▶ _ABOUT THIS TASK_
All of the data needs to come back exactly as written.

====== STORED DATA ======

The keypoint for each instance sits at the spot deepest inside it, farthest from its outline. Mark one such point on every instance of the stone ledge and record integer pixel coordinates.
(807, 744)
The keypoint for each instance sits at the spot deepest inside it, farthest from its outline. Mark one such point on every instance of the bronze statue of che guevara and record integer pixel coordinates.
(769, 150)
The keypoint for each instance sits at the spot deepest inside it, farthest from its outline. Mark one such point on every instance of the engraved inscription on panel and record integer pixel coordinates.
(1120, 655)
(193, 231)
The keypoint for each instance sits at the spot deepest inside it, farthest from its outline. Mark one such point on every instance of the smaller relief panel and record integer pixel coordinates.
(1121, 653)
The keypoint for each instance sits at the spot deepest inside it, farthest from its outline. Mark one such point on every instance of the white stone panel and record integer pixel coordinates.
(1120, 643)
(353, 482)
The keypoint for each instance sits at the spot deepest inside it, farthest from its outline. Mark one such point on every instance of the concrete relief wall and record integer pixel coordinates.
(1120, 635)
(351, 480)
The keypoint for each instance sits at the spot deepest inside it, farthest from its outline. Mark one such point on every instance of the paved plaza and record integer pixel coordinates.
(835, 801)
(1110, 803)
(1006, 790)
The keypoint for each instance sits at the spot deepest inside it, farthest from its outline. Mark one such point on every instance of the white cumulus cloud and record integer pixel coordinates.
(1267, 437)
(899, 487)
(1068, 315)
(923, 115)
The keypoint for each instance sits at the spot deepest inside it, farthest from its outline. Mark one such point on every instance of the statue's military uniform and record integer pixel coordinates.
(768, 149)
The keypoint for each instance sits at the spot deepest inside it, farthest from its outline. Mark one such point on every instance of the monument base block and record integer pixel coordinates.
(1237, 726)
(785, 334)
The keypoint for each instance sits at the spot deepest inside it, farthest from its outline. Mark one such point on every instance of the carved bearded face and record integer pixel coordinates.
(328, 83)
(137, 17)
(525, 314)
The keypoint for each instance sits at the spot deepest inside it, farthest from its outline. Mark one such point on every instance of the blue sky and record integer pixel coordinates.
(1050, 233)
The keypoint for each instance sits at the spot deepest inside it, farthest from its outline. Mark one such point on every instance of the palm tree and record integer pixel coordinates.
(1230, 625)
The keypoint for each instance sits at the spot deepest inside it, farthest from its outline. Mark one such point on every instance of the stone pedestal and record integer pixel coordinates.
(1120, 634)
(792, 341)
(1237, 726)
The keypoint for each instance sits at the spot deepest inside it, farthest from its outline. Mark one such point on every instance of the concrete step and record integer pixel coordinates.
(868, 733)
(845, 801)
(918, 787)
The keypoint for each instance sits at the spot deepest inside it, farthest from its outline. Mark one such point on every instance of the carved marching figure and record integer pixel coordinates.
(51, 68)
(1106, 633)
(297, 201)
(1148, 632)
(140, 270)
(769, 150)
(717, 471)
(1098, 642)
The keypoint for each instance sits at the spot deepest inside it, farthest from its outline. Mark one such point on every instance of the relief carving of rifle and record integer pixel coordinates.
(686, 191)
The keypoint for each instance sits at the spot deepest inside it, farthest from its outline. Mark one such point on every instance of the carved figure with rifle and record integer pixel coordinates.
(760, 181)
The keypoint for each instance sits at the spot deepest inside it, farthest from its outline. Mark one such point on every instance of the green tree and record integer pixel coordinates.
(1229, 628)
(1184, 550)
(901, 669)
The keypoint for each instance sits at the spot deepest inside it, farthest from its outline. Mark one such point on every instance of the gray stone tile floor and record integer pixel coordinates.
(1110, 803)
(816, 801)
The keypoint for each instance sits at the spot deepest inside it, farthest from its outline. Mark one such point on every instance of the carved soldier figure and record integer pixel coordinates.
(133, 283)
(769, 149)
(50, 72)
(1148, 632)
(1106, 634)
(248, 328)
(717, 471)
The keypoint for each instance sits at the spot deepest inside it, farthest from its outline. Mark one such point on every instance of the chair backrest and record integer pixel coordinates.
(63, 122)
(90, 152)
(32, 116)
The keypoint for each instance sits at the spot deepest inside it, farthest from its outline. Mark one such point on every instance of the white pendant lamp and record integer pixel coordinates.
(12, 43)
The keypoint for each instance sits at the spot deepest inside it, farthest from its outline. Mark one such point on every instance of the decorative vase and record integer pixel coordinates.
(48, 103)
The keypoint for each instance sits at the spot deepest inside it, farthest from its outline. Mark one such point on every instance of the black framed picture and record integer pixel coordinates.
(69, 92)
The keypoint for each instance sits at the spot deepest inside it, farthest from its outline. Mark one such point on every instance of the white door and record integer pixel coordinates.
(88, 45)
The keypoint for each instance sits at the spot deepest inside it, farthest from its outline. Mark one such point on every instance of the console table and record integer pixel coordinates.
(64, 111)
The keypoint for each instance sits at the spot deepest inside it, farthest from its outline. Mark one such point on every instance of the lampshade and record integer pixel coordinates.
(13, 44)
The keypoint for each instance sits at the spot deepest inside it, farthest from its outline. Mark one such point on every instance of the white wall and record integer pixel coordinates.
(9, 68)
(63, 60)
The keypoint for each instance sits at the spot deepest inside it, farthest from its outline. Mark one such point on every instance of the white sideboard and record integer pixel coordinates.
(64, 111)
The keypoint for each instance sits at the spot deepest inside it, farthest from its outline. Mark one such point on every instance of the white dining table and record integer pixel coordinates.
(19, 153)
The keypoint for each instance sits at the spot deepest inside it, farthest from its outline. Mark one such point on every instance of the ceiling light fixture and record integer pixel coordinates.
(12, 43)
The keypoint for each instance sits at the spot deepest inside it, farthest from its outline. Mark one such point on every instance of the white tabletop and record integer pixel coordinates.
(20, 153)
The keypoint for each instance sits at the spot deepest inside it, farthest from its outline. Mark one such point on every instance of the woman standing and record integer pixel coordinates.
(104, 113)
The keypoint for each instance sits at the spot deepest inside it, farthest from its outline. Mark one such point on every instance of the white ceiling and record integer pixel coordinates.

======

▶ _REPLY TO THE EXERCISE_
The keypoint for each instance sits at the spot deepest inside it, farthest from its outline. Mark one such point on every instance of the stone ledge and record integer pixel coordinates.
(807, 744)
The keypoint for each instance sits at the spot deepest inside it, farthest from its outline. Mark one such point on every instance of the bronze statue of che guevara and record integer pixel coordinates.
(769, 150)
The keypoint for each instance sits at the spot deepest inside it, farthest from its outline. Mark one such point on every instance of the engraved inscription on panel and record integer pixel coordinates.
(1120, 655)
(193, 231)
The keypoint for each instance sits at the spot deepest inside it, farthest from its outline. Mark one such point on every instance of the smaller relief panel and record integer pixel coordinates.
(1121, 653)
The keypoint for each instance sits at the spot deepest inside it, farthest from its outline. Mark one such point on every instance of the white stone panel and record integer pixel coordinates.
(1120, 643)
(353, 482)
The keypoint for each instance sits at the spot deepest inside it, farthest from its outline. Mark one such point on every instance of the concrete relief wall and record integer pixel coordinates.
(1120, 635)
(351, 480)
The keypoint for each instance sits at the spot deepest inside it, farthest from its outline. Mark one such point on every instance of the paved plaza and record integer pixel coordinates.
(835, 801)
(1110, 803)
(1006, 790)
The keypoint for each instance sits at the spot deepest inside it, farthest from its outline. Mark one such point on every instance of the white cumulus cloud and record integer pixel coordinates.
(1267, 437)
(899, 487)
(1068, 315)
(923, 115)
The keypoint for each instance sits at the spot deepest inside it, farthest from its outline. Mark one such point on every instance of the statue's military uniform and record integer pixel coordinates.
(768, 149)
The keypoint for each instance sits at the spot deepest inside it, farthest from its outline. Mark one such point on every instance of the monument base block and record integer pixel coordinates.
(1237, 726)
(785, 334)
The keypoint for each instance sits at the spot deepest inside it, farthest from its outline. Mark one such point on every instance of the carved bearded face and record integer pixel coordinates.
(328, 83)
(137, 17)
(525, 314)
The keypoint for each instance sits at the spot deepest inside it, farthest from its outline. Mark one such point on every instance of the blue sky and record integer pixel coordinates.
(1050, 233)
The keypoint for each instance sits at the spot deepest inside it, farthest from its outline. Mark one such point on every instance of the palm tree and record integer pixel coordinates.
(1230, 625)
The keypoint for each instance sits at the spot deepest inside it, farthest from its outline. Mark one such point on every instance of the stone pedestal and record integer pixel coordinates.
(1120, 634)
(792, 341)
(1237, 726)
The keypoint for each instance sits at the spot deepest inside it, farthest from its outline. Mark one such point on every instance of the concrete step and record integer pixel coordinates.
(868, 733)
(845, 801)
(918, 787)
The keypoint for each instance sits at the spot deepest inside it, farthest from its outline. Mark one such point on every instance of the carved marching figure and record integer pixel coordinates.
(51, 68)
(1106, 633)
(297, 201)
(1148, 632)
(140, 270)
(769, 150)
(717, 471)
(1098, 642)
The keypoint for each instance sits at the spot deepest inside it, farthest from its outline. Mark one such point on every instance of the relief carving of rifle and record integer pixel coordinates.
(686, 191)
The keypoint for each instance sits at the spot deepest inside it, farthest from its outline. Mark one such point on every instance of the carved figure with rifle and record integer pixel coordinates.
(760, 181)
The keypoint for each instance sits at the spot deepest inside it, farthest from its outline. Mark one such point on every instance of the green tree and record integer pixel coordinates.
(1229, 628)
(1184, 550)
(901, 669)
The keypoint for each instance sits at the spot deepest inside it, farthest from its outline. Mark one such point on every instance of the gray stone tile floor and record integer pixel coordinates.
(1110, 803)
(816, 801)
The keypoint for each instance sits at the spot deepest inside it, farthest from its outline. Mark one such point on every instance of the carved soldier figure and record integer pixel coordinates.
(133, 283)
(769, 149)
(50, 72)
(1148, 632)
(1106, 634)
(248, 328)
(717, 471)
The keypoint for each instance sits at the spot deepest inside it, farthest from its outline. Mark one such point on every instance of the chair backrest and record integer pixel coordinates.
(63, 122)
(90, 152)
(32, 116)
The keypoint for each instance sits at the spot deepest inside it, farthest from its outline. Mark one such point on every instance of the white pendant lamp and record integer pixel coordinates.
(12, 43)
The keypoint for each instance sits at the spot deepest inside it, farthest from its outline. Mark one such point on every instance of the decorative vase and record integer pixel coordinates.
(48, 103)
The keypoint for each instance sits at the spot deepest inside it, farthest from its outline. Mark one such point on every instance of the black framed picture and record integer pixel coordinates.
(69, 92)
The keypoint for each instance sits at the spot deepest inside it, farthest from its outline. Mark one such point on every instance of the white door and record integer pixel coordinates.
(88, 45)
The keypoint for each instance sits at the spot deepest inside it, farthest from its outline. Mark one such point on every instance of the console table and record integer pixel coordinates.
(64, 111)
The keypoint for each instance sits at the spot deepest inside it, farthest from its outline. Mark one such point on every instance of the lampshade and record integer pixel coordinates.
(13, 44)
The keypoint for each instance sits at the spot deepest inside it, farthest from its outline. Mark one such point on every instance of the white wall and record integer pixel coordinates.
(9, 68)
(63, 60)
The keypoint for each instance sits at the spot deepest inside it, farthest from its outline. Mark one such point on every instance of the white sideboard and record integer pixel coordinates.
(64, 111)
The keypoint for each instance sits at the spot deepest inside it, farthest from its outline. Mark one such point on every instance of the white dining table and record integer pixel coordinates.
(19, 153)
The keypoint for each instance sits at the spot deepest inside it, farthest from its outline. Mark one such point on every instance of the ceiling light fixture and record integer pixel coordinates.
(12, 43)
The keypoint for each instance sits at the spot deepest inside it, farthest from its outline. Mark one such point on every instance of the white tabletop and record integer pixel coordinates.
(20, 153)
The keypoint for each instance sits at the spot deepest inside it, farthest from its outline. Mark one such point on every instance of the woman standing and record integer pixel coordinates.
(104, 113)
The keypoint for each instance sits at the spot deepest inside it, farthest from its outline. Mark one such point on every instance of the white ceiling and record integer pixel coordinates.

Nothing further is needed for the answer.